╭──
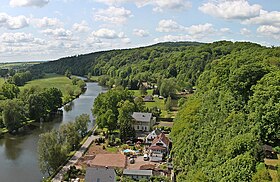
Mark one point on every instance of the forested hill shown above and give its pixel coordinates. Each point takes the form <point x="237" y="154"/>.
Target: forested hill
<point x="219" y="132"/>
<point x="218" y="135"/>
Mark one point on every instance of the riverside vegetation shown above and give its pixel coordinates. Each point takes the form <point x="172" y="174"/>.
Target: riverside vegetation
<point x="219" y="131"/>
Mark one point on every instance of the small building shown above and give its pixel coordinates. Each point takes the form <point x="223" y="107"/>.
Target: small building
<point x="97" y="174"/>
<point x="160" y="145"/>
<point x="148" y="98"/>
<point x="143" y="121"/>
<point x="149" y="139"/>
<point x="138" y="174"/>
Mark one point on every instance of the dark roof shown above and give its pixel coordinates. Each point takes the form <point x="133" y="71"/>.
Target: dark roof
<point x="138" y="172"/>
<point x="268" y="148"/>
<point x="95" y="174"/>
<point x="141" y="116"/>
<point x="148" y="98"/>
<point x="161" y="137"/>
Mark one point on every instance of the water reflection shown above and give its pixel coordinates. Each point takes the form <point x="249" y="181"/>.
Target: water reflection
<point x="68" y="107"/>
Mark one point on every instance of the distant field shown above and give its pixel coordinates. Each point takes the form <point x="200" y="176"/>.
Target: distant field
<point x="17" y="65"/>
<point x="52" y="80"/>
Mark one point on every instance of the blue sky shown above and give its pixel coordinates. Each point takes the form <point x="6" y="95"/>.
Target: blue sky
<point x="49" y="29"/>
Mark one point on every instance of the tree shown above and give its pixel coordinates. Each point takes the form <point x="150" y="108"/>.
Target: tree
<point x="81" y="124"/>
<point x="51" y="153"/>
<point x="13" y="114"/>
<point x="10" y="91"/>
<point x="37" y="106"/>
<point x="168" y="88"/>
<point x="68" y="73"/>
<point x="168" y="103"/>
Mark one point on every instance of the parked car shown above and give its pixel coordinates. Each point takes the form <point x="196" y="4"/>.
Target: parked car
<point x="146" y="157"/>
<point x="131" y="160"/>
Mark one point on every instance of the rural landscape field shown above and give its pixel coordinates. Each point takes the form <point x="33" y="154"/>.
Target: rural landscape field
<point x="148" y="91"/>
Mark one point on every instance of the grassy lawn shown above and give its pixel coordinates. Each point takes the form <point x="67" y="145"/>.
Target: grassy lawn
<point x="53" y="80"/>
<point x="112" y="149"/>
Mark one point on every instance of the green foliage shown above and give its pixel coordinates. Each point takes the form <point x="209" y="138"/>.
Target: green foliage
<point x="10" y="91"/>
<point x="262" y="174"/>
<point x="13" y="114"/>
<point x="168" y="104"/>
<point x="218" y="133"/>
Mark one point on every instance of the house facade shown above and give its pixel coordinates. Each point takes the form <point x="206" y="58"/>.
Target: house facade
<point x="138" y="174"/>
<point x="143" y="121"/>
<point x="160" y="145"/>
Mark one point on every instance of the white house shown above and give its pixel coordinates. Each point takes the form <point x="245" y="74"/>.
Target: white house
<point x="143" y="121"/>
<point x="149" y="139"/>
<point x="160" y="145"/>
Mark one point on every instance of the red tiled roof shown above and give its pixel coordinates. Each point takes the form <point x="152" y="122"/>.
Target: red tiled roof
<point x="161" y="137"/>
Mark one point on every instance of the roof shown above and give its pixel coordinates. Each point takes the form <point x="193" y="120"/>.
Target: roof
<point x="268" y="148"/>
<point x="147" y="167"/>
<point x="141" y="116"/>
<point x="110" y="160"/>
<point x="148" y="98"/>
<point x="138" y="172"/>
<point x="95" y="174"/>
<point x="156" y="147"/>
<point x="161" y="137"/>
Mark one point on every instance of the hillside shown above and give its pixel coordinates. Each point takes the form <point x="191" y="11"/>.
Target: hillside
<point x="219" y="132"/>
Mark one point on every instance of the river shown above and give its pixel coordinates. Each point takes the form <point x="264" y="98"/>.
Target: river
<point x="18" y="153"/>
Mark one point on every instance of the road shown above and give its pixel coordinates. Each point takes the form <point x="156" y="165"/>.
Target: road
<point x="74" y="159"/>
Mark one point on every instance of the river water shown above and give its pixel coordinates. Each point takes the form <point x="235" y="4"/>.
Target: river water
<point x="18" y="153"/>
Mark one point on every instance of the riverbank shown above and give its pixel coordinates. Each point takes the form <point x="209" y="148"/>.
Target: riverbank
<point x="73" y="159"/>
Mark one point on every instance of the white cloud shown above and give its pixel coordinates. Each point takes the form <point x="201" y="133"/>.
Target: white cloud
<point x="59" y="33"/>
<point x="81" y="27"/>
<point x="245" y="31"/>
<point x="159" y="5"/>
<point x="169" y="26"/>
<point x="231" y="9"/>
<point x="225" y="30"/>
<point x="113" y="14"/>
<point x="19" y="37"/>
<point x="13" y="22"/>
<point x="265" y="18"/>
<point x="270" y="31"/>
<point x="105" y="33"/>
<point x="141" y="33"/>
<point x="28" y="3"/>
<point x="46" y="22"/>
<point x="200" y="30"/>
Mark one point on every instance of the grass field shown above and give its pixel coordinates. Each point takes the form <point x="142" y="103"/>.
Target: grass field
<point x="160" y="104"/>
<point x="52" y="80"/>
<point x="2" y="81"/>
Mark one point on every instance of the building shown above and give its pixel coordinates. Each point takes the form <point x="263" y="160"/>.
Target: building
<point x="160" y="145"/>
<point x="143" y="121"/>
<point x="97" y="174"/>
<point x="149" y="139"/>
<point x="138" y="174"/>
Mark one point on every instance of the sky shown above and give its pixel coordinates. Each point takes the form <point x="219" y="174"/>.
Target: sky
<point x="38" y="30"/>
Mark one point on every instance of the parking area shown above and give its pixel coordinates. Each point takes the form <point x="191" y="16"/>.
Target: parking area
<point x="139" y="161"/>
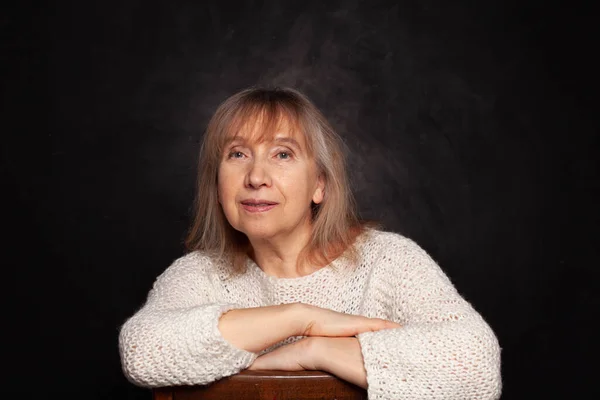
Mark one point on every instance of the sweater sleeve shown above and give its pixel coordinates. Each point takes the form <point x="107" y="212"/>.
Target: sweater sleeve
<point x="174" y="338"/>
<point x="444" y="349"/>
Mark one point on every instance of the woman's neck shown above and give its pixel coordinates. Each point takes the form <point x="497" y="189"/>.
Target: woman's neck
<point x="279" y="256"/>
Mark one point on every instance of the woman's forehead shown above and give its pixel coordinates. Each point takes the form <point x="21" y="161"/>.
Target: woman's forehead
<point x="260" y="129"/>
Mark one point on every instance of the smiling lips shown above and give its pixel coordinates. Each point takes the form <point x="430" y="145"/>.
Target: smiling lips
<point x="257" y="205"/>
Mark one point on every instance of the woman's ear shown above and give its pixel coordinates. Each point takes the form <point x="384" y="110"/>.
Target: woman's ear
<point x="319" y="193"/>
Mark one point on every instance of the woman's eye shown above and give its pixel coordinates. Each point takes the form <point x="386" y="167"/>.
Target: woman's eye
<point x="236" y="154"/>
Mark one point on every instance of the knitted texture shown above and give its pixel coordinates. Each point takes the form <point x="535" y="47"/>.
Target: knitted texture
<point x="444" y="349"/>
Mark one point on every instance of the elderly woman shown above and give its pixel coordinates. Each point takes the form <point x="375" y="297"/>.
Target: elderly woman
<point x="282" y="275"/>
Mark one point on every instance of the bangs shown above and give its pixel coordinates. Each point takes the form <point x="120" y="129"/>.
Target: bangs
<point x="261" y="121"/>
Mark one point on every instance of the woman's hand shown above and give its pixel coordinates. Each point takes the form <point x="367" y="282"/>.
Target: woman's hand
<point x="341" y="357"/>
<point x="323" y="322"/>
<point x="297" y="356"/>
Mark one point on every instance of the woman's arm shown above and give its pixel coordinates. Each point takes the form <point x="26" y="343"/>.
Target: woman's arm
<point x="184" y="336"/>
<point x="256" y="329"/>
<point x="174" y="338"/>
<point x="444" y="349"/>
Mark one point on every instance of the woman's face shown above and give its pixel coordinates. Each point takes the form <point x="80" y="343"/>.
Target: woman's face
<point x="266" y="187"/>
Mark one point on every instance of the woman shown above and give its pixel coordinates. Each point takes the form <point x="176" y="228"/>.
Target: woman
<point x="281" y="274"/>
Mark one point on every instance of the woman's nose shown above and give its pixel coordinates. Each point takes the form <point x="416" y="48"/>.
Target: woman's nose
<point x="257" y="176"/>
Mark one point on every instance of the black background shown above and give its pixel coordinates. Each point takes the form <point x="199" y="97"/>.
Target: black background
<point x="470" y="126"/>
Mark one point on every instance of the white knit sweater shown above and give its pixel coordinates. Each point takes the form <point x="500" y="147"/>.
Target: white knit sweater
<point x="444" y="349"/>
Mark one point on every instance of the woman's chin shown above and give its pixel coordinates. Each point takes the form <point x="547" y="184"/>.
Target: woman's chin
<point x="260" y="233"/>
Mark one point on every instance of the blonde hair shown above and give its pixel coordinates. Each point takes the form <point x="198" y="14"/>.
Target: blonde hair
<point x="335" y="222"/>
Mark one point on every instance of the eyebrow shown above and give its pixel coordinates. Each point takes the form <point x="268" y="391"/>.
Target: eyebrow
<point x="288" y="140"/>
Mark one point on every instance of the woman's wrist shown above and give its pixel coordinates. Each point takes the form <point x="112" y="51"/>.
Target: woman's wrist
<point x="301" y="318"/>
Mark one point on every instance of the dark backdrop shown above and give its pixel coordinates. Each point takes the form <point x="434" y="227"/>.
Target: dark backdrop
<point x="470" y="127"/>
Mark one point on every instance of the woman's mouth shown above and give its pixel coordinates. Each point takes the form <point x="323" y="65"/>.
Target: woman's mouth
<point x="255" y="206"/>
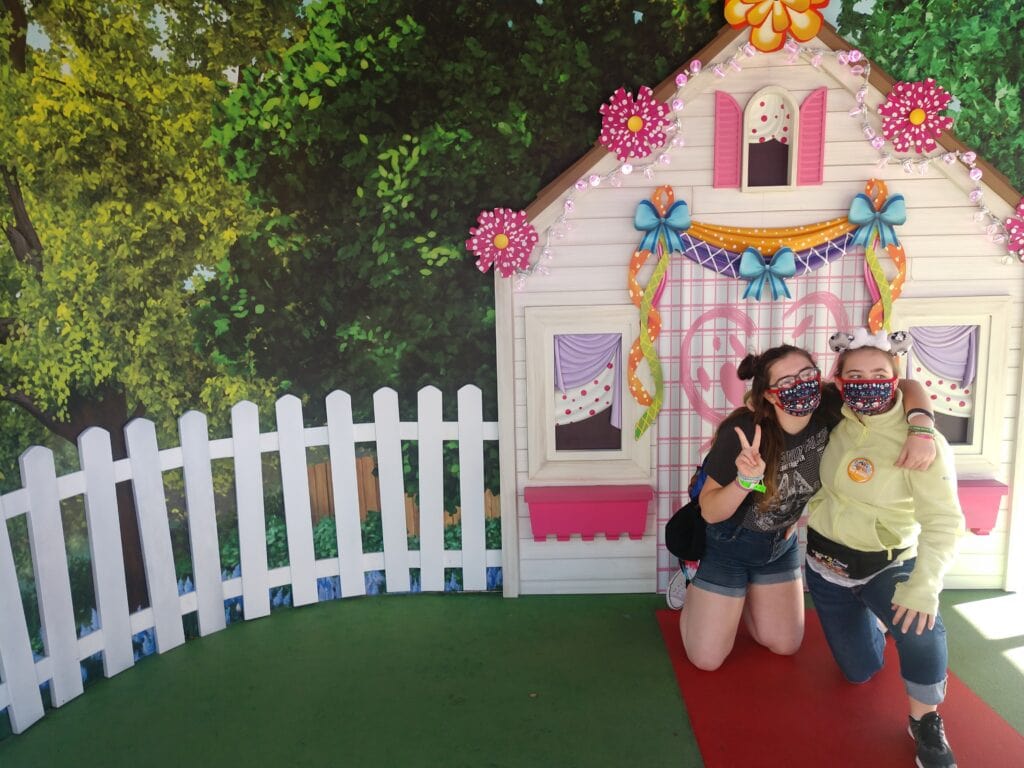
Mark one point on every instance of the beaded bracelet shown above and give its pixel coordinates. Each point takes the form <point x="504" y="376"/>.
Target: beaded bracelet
╰──
Task brief
A single number is the whole answer: how many lines in the listing contain "beaded"?

Task solution
2